(Selected passage)

************

Wednesday, March 19, 2014

But Mom...he did!



My mother had a very firm rule that we weren't supposed to smoke in our house. I know that she didn't want us to smoke at all but I don't know if she actually forbid us from doing that. I just know we weren't supposed to do it in the house. My parents' friends could smoke and even my sisters’ boyfriends could but not us kids.

Sometimes one of my sisters and I would smoke by exhaling into the fireplace. Because my parents now live in another world, and because they never would agree to have email, I think I'm now safe with that confession. Smoking with my sister was a rite of passage for me. Growing up I had two older sisters. When the oldest went to college I was no longer the odd one out.

Before long my middle sister went off to college and I was the sole kid in the house. I'm not sure how much I smoked in my room after my parents went to bed, cautiously breathing the smoke out the window. One night my mom came in my room and caught me. She made me promise never to smoke in the house again. So what did this smart 15 year old kid do? He got busted the very next night.

Having a father that was an ace lawyer taught me how to wiggle out of tough situations. I told my mom that Confucius said that sometimes it was better to lie. I believe that was his version
of "skillful means" like the Lotus Sutra story about the father who lies to his kids who are in a burning house so that they drop their playthings and not become ashes.

My mom became more interested in my comment than in my smoking. She said, “surely Confusion did not say that.” “But Mom,” I said, “he did!” “Show me,” she said. Well, the next couple days my mom and I scoured the little Modern Library book that I still have, The Wisdom of Confucius. Finally one of us found the saying. I have no idea if I continued to smoke in my room but I did persuade my mom to drive me every night to a college library so that I could study there and ... smoke.

************

Lines of data
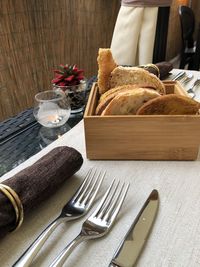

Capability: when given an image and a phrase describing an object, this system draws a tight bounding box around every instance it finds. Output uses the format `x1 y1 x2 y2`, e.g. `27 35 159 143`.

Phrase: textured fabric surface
0 71 200 267
0 146 83 239
111 6 158 66
121 0 172 7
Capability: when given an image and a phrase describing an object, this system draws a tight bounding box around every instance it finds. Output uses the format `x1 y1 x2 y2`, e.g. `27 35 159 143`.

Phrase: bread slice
110 66 165 94
101 88 160 116
95 84 158 115
137 94 200 115
97 48 117 94
99 83 156 102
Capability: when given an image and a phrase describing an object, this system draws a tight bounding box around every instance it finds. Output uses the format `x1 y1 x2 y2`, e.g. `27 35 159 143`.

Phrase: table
0 69 200 267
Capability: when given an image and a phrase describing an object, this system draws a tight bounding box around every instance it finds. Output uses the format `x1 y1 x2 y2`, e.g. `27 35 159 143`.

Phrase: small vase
53 79 86 114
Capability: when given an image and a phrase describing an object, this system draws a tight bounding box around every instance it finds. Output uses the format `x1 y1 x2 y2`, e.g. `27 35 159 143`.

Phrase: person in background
111 0 172 66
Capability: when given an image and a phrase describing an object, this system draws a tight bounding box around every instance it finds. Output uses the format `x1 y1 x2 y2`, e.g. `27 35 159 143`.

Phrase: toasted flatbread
101 88 160 116
99 83 156 102
95 84 157 115
97 48 117 94
110 66 165 94
137 94 200 115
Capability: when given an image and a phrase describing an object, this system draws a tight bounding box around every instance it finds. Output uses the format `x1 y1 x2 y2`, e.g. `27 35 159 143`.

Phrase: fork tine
82 171 106 206
103 183 130 223
97 181 120 218
76 169 97 203
91 179 115 220
73 169 92 201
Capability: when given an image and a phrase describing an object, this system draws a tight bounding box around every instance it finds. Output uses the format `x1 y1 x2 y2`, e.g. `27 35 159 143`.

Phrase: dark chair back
179 6 195 48
179 6 195 69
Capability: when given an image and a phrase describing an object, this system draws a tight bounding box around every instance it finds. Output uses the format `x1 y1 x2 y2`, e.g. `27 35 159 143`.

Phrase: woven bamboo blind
0 0 120 120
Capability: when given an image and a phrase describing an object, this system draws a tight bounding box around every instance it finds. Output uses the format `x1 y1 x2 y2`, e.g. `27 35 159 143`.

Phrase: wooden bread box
84 81 200 160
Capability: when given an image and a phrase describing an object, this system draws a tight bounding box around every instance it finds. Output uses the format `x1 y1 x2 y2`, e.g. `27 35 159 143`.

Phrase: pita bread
97 48 117 94
101 88 160 116
137 94 200 115
95 84 157 115
110 66 165 94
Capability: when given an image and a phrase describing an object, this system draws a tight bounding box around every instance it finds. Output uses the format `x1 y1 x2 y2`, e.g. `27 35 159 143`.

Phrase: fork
13 169 106 267
187 78 200 98
49 180 129 267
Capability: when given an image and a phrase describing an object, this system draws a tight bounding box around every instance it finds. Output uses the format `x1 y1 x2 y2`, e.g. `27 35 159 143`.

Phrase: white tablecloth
0 70 200 267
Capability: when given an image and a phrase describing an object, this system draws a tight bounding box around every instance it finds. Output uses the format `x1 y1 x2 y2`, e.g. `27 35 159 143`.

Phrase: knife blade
172 71 185 81
109 189 159 267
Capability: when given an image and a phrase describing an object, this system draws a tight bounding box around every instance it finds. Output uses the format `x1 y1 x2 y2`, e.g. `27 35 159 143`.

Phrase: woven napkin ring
0 184 24 231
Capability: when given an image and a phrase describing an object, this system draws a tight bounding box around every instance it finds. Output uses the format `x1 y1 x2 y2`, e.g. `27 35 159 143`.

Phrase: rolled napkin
0 146 83 237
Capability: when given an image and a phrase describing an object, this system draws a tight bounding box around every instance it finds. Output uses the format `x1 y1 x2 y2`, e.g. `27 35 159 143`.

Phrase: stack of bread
96 48 200 116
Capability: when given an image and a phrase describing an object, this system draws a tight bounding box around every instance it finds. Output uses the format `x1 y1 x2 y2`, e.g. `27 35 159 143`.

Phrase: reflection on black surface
39 123 71 149
0 113 83 176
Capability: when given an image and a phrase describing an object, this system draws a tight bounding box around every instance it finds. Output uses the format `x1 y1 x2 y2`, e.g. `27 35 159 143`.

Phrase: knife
109 189 159 267
172 71 185 81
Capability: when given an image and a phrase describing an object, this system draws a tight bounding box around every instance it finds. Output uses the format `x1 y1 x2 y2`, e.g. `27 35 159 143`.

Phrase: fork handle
13 216 66 267
49 233 87 267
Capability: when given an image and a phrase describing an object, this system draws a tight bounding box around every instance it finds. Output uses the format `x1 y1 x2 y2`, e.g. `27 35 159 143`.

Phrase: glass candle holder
53 79 86 114
33 90 71 128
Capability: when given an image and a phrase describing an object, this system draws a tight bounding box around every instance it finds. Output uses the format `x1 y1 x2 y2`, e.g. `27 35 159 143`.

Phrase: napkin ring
0 184 24 231
145 64 160 78
140 64 160 78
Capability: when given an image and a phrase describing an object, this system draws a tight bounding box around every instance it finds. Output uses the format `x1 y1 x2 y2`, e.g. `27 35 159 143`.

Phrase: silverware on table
50 180 129 267
13 169 105 267
171 71 186 81
187 78 200 98
109 189 159 267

************

(Exercise requirements)
1 - In the blog post, which book did the writer and the writer's mother search to find the saying?
2 - Rewrite the blog post between "Having a father" and "and ... smoke.", inclusive, swapping "Confucius" for "Mencius".
3 - Carry on writing the blog post from the point where it stops.
You don't need the data.

(Answers per task)
1 - They searched The Wisdom of Confucius, a little Modern Library book.

2 -
Having a father that was an ace lawyer taught me how to wiggle out of tough situations. I told my mom that Mencius said that sometimes it was better to lie. I believe that was his version
of "skillful means" like the Lotus Sutra story about the father who lies to his kids who are in a burning house so that they drop their playthings and not become ashes.

My mom became more interested in my comment than in my smoking. She said, “surely Confusion did not say that.” “But Mom,” I said, “he did!” “Show me,” she said. Well, the next couple days my mom and I scoured the little Modern Library book that I still have, The Wisdom of Mencius. Finally one of us found the saying. I have no idea if I continued to smoke in my room but I did persuade my mom to drive me every night to a college library so that I could study there and ... smoke.

3 -
P.S. I am now looking through the book to find the quote. So far, to no avail. But it was not easy to find the first time. I "Googled" it and could only find that Confucius said you should tell the truth. I'll add it to this post if and when I find it.

P.S.S. My cousin, Barbara, found this blogpost on lying in Confucianism and Taoism: http://uselesstree.typepad.com/useless_tree/2006/02/the_ethics_of_l.html

Tuesday, March 18, 2014

You Tell Me

I saw today a photo by Irving Penn of a pile of discarded cigarette butts. The photographer had made this as a large platinum print on beautiful paper. It probably would cost now in the 10s of thousands. I didn't like the series when I first saw it about 30 years ago, but today they made a lot more sense. Maybe I was too close then to being a recently quit smoker and remembered that I used to look through ash trays for barely smoked butts.

I was surprised to read recently that people with OCD aren't actually neatnics. I wonder what that is about.

As I sat down on the doan's cushion at the zendo tonight, I noticed a stick of incense on the floor. My mind was engaged in a vigorous debate of whether I should get up and pick it up. If meditation had begun I would not, but since it had not, I started thinking that our head teacher might be upset if (when) he saw it. I picked it up and put it on the incense table. Then I went back to my cushion and didn't give the incense on the floor another thought. Didn't, that is, until now. I also picked it up because I didn't want it to interrupt and occupy my mind during meditation. Thinking back on the occasion, I probably should have left it on the floor as an "opportunity for practice."

Should I have allowed this broken and renegade piece of stick incense where it wanted to hang out? Was the temple less holy because of its transgression?

You tell me.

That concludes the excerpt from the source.